- [CONSIGNES DE L'EXERCICE]:
(1) Reproduisez sans rien changer le passage du texte fourni qui s'ouvre sur les mots contenant "A l’occasion du" et se ferme sur "à la procession.".
(2) D'après le texte fourni, combien de fidèles la messe du dimanche à 10 h 30 a-t-elle rassemblés ?

- [TEXTE FOURNI]:
Première messe du Triduum

Pèlerinage à Notre Dame d’Auteyrac

A l’occasion du centenaire du couronnement de la statue de Notre Dame d’Auteyrac, l’équipe d’animation pastorale de l’ensemble paroissial N. Dame du Haut-Allier avait décidé de célébrer cet évènement en plusieurs étapes. Les trois jours précédents la fête, une messe a été célébrée à la chapelle du sanctuaire et le samedi soir a eu lieu une procession aux flambeaux. Ces trois temps forts de célébrations ont été suivis par une cinquantaine de personnes à chaque messe et quatre vingts à la procession.

Le dimanche à 10 h 30, la messe présidée par Mgr François Kalist, archevêque de Clermont, a rassemblé 350 fidèles. Ce fut un grand moment de communion dans la prière ; nous avons rendu grâce avec Marie pour toutes les merveilles que le Seigneur fait pour nous, notamment en nous donnant sa Parole et son Pain de Vie.

Que veut dire célébrer le centenaire du couronnement d’une statue de la Vierge ? Nous avons une réponse dans l’homélie que Mgr Kalist a prononcée au cours de la messe.

Célébration

Homélie ND Auteyrac 290821

Nous avons sans doute reconnu les textes que nous venons d’entendre, alors que nous célébrons le centenaire du couronnement de Notre Dame d’Auteyrac. Ce sont les lectures de la nuit de Noël. Ce sont aussi les lectures de la mémoire de Marie Reine, célébrée à l’octave du 15 août, mais occultée cette année parce qu’elle tombait un dimanche. Or, dans l’évangile de l’annonciation, Marie n’est pas présentée comme une « reine, mais comme « une jeune fille de Nazareth », comme « la servante du Seigneur » ! Alors, quel sens donner à notre fête du couronnement ?

- [LIGNES]:
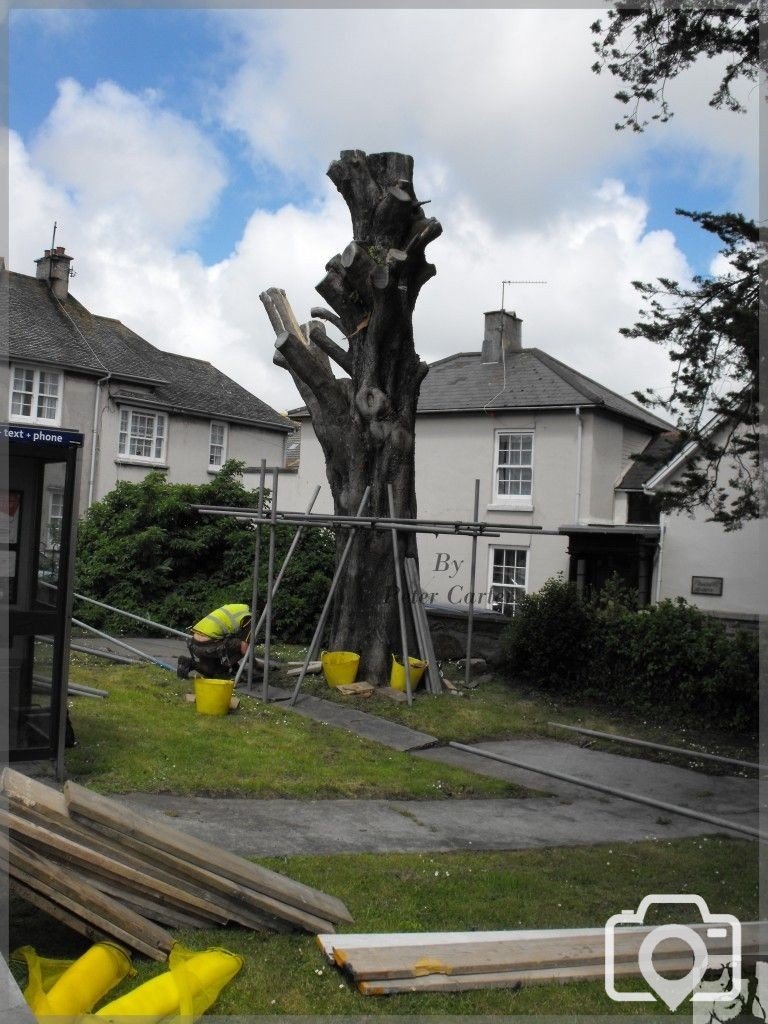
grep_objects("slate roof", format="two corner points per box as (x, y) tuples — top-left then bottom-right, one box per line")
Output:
(419, 348), (670, 430)
(616, 430), (680, 490)
(290, 348), (671, 430)
(3, 272), (294, 432)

- [RÉPONSES PAR CONSIGNE]:
(1)
A l’occasion du centenaire du couronnement de la statue de Notre Dame d’Auteyrac, l’équipe d’animation pastorale de l’ensemble paroissial N. Dame du Haut-Allier avait décidé de célébrer cet évènement en plusieurs étapes. Les trois jours précédents la fête, une messe a été célébrée à la chapelle du sanctuaire et le samedi soir a eu lieu une procession aux flambeaux. Ces trois temps forts de célébrations ont été suivis par une cinquantaine de personnes à chaque messe et quatre vingts à la procession.

(2) Elle a rassemblé 350 fidèles.